• _What you need to do_
Pick out every line in the records that contains the word "Give", matching case, and copy each of those lines.
-------------------------
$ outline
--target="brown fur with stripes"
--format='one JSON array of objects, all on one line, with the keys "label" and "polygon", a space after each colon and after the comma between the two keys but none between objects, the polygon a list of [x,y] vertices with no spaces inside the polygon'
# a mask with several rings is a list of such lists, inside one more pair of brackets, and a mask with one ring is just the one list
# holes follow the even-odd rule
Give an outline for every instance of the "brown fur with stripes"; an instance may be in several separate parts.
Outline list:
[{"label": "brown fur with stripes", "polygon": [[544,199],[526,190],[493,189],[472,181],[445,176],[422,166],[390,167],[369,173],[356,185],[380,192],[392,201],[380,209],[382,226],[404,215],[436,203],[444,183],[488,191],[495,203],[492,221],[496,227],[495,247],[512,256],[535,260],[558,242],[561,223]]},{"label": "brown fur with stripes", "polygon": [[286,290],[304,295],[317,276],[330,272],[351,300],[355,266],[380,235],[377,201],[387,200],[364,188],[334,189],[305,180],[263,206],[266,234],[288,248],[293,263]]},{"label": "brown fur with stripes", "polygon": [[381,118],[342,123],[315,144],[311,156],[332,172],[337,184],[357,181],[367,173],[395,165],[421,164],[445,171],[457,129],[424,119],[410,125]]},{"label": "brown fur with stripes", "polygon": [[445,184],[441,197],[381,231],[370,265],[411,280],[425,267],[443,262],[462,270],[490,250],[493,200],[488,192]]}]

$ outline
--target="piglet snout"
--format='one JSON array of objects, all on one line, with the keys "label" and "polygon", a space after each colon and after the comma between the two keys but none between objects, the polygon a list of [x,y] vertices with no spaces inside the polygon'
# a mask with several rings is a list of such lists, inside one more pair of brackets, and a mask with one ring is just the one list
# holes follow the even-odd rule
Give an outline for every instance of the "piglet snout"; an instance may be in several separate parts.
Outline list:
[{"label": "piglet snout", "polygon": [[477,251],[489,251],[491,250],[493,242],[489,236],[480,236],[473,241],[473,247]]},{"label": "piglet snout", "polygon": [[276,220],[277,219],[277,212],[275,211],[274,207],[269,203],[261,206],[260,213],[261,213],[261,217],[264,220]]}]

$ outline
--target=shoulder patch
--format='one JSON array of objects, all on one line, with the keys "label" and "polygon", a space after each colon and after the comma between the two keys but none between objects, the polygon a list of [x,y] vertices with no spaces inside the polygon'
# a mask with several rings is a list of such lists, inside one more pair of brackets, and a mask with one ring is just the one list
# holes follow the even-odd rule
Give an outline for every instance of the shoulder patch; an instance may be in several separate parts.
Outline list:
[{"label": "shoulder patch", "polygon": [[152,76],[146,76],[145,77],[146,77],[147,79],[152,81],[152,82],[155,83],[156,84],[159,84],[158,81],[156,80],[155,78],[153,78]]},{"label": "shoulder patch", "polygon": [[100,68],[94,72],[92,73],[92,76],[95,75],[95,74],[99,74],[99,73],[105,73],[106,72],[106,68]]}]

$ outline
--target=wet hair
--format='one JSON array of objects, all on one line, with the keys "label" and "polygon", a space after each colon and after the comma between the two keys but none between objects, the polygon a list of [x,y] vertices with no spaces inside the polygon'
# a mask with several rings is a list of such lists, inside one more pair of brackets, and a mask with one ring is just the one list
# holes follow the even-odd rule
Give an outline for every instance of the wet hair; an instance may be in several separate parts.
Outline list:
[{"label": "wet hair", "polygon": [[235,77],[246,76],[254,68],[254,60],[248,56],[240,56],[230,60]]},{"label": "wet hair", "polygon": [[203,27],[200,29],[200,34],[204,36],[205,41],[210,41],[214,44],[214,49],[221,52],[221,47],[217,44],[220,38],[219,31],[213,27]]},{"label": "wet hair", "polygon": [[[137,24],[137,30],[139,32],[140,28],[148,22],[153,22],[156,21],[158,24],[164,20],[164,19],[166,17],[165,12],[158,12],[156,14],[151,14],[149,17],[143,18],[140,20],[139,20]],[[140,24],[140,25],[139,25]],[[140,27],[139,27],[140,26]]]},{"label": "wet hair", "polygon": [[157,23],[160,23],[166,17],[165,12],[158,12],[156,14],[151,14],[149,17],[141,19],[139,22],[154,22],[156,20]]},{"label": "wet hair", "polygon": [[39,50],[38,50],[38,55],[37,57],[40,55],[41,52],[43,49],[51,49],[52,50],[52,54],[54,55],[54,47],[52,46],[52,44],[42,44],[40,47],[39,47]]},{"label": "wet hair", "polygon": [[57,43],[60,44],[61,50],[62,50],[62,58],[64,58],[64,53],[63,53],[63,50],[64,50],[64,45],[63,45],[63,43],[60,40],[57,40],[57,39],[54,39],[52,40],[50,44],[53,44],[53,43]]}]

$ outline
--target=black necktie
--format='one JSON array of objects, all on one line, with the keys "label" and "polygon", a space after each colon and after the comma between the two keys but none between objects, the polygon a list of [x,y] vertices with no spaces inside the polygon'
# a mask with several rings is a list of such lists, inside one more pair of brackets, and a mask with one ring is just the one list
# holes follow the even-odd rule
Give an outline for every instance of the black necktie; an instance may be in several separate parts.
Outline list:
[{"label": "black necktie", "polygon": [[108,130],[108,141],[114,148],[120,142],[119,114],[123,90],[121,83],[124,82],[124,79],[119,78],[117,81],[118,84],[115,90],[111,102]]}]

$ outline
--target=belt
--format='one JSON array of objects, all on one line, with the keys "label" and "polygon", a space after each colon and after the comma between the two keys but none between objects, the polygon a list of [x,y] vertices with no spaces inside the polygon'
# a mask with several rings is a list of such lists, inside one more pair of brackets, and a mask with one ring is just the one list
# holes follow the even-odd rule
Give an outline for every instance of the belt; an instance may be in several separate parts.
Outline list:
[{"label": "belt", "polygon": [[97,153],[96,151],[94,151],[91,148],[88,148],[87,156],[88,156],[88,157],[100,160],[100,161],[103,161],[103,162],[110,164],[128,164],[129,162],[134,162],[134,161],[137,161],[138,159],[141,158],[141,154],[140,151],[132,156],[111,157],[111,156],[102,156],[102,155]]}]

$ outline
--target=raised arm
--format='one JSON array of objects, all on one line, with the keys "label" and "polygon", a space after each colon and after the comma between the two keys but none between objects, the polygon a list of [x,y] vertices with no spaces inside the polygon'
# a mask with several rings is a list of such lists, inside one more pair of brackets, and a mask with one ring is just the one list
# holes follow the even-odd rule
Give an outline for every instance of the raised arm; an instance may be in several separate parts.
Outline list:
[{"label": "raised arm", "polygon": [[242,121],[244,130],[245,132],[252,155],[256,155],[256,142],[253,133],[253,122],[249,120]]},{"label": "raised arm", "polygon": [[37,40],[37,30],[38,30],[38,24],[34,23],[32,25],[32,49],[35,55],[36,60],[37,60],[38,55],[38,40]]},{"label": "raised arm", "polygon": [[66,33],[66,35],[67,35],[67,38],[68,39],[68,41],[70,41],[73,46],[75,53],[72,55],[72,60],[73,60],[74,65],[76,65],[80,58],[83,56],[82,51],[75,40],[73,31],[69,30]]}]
-------------------------
• _Written solution_
Give an outline for every instance of the "brown fur with stripes"; an instance may be in several separate parts.
Give an outline for every instance of the "piglet snout"; an instance may be in several separate parts.
Give an outline for every instance of the shoulder patch; an instance may be in several separate parts.
Give an outline for every instance of the wet hair; an instance may be in several separate parts.
Give an outline for every instance of the black necktie; an instance may be in several separate parts.
Give an outline for every instance of the belt; an instance may be in several separate parts.
Give an outline for every instance of the raised arm; an instance may be in several separate parts.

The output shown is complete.